**TASK ITEM:** Take the data below and repeat it exactly.

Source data

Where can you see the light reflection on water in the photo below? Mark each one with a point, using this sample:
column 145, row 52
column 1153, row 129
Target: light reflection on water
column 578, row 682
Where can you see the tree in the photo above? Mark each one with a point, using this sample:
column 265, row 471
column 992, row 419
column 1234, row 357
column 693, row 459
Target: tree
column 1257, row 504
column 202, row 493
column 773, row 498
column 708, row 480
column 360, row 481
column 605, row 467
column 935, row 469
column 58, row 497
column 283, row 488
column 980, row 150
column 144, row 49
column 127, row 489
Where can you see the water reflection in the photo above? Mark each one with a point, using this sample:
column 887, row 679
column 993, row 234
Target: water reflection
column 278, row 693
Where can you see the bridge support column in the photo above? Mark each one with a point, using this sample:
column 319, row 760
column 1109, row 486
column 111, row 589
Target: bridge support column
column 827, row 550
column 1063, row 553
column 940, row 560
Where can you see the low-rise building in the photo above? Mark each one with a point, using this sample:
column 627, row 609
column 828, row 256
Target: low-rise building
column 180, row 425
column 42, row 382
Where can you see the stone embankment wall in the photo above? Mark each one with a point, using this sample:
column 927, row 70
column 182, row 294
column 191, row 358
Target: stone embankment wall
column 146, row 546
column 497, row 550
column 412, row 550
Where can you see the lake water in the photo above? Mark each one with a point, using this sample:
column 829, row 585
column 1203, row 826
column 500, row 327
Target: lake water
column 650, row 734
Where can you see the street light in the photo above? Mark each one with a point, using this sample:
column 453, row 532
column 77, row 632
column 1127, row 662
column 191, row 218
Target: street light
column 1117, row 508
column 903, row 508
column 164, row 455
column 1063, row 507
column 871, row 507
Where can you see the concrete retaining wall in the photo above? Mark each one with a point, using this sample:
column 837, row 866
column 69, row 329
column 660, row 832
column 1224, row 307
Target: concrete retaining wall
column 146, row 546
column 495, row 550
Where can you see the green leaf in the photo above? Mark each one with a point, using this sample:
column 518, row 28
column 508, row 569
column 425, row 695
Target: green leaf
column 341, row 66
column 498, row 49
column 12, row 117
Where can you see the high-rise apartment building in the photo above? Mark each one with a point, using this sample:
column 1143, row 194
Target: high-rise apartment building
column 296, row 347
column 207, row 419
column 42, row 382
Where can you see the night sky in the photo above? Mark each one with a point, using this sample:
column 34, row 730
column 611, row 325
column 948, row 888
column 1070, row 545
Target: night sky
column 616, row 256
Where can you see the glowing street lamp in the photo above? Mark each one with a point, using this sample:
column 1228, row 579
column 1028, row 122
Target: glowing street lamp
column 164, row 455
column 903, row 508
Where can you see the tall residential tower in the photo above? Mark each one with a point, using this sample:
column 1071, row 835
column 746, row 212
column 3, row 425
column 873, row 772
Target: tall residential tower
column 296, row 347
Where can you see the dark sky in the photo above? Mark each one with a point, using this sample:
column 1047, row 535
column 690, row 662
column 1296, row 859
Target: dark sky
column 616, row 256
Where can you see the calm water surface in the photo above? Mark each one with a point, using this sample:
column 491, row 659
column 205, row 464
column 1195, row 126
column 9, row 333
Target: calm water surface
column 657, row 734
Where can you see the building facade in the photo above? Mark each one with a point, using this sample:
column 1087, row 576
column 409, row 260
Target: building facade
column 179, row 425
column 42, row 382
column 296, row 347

**FINISHED TASK:**
Where can you see the light reflection on water in the photo below? Mark each one with a point, using this sample:
column 145, row 52
column 1153, row 129
Target: light reflection on water
column 578, row 682
Where can you see the tree in the photo above? Mark each one with a point, using this sample:
column 265, row 471
column 992, row 419
column 1234, row 357
column 693, row 459
Target: tree
column 1257, row 504
column 202, row 493
column 773, row 498
column 708, row 480
column 360, row 481
column 605, row 467
column 935, row 469
column 58, row 497
column 283, row 488
column 980, row 150
column 144, row 49
column 127, row 489
Where can you see the water reflection in the photo above? Mark each one with a point, using this sample:
column 887, row 679
column 993, row 234
Target: water reflection
column 278, row 693
Where can you see the bridge support column in the photo above? Mark each one with a point, using this sample:
column 319, row 760
column 1109, row 486
column 111, row 589
Target: bridge support column
column 827, row 550
column 1063, row 553
column 940, row 560
Where can you see the low-rise building in the photo above? Mark each one with a point, using this sample:
column 627, row 609
column 828, row 256
Target: low-rise building
column 180, row 425
column 42, row 382
Where can you see the stone embankment wall in the photo above? Mark each one with a point, using this sample:
column 927, row 70
column 182, row 294
column 191, row 358
Target: stone embankment wall
column 146, row 546
column 497, row 550
column 412, row 550
Where can you see the lake water in the photo above? Mark each one with a point, using this sample:
column 829, row 585
column 1203, row 826
column 500, row 327
Target: lake water
column 650, row 734
Where can you see the street light in the photo above? Mark each one with a point, using this sample:
column 453, row 532
column 77, row 632
column 1127, row 662
column 191, row 218
Target: street light
column 1117, row 508
column 903, row 508
column 164, row 455
column 1063, row 507
column 871, row 507
Where can you see the concrete retaining wall in the photo above? Mark each one with a point, using this sample:
column 837, row 866
column 69, row 329
column 660, row 832
column 1224, row 307
Target: concrete retaining wall
column 146, row 546
column 495, row 550
Where can you see the green leaf in the photo above? Mark each one with a point, using this sample:
column 518, row 28
column 508, row 569
column 425, row 695
Target: green leaf
column 341, row 66
column 498, row 49
column 12, row 117
Where can you see the high-rise apartment building in the photo above? Mark each one with a point, using this sample:
column 1143, row 194
Target: high-rise apartment building
column 296, row 347
column 207, row 419
column 42, row 382
Where can you see the night sky in the photo above? Mark each one with a point, using this sample:
column 34, row 730
column 611, row 325
column 948, row 888
column 1070, row 545
Target: night sky
column 616, row 256
Where can you see the glowing street lamp in the photo above? Mark each one with a point, using this sample:
column 1228, row 579
column 1028, row 122
Target: glowing street lamp
column 164, row 455
column 903, row 508
Where can you see the tall residential tower in the photo above? Mark each one with a point, using this sample:
column 1071, row 835
column 746, row 212
column 3, row 425
column 873, row 772
Target: tall residential tower
column 296, row 347
Where can you see the dark sky in the photo above? Mark each one with a point, using this sample:
column 1047, row 535
column 690, row 662
column 1296, row 859
Target: dark sky
column 616, row 256
Where can you see the calm water surface in the photo above? Mark each one with a point, using this sample:
column 491, row 659
column 205, row 464
column 1195, row 126
column 9, row 333
Target: calm water surface
column 657, row 734
Where can you see the building facade in the photo above? Mark each one with a point, using this sample:
column 1087, row 576
column 409, row 260
Target: building facade
column 179, row 425
column 42, row 382
column 296, row 347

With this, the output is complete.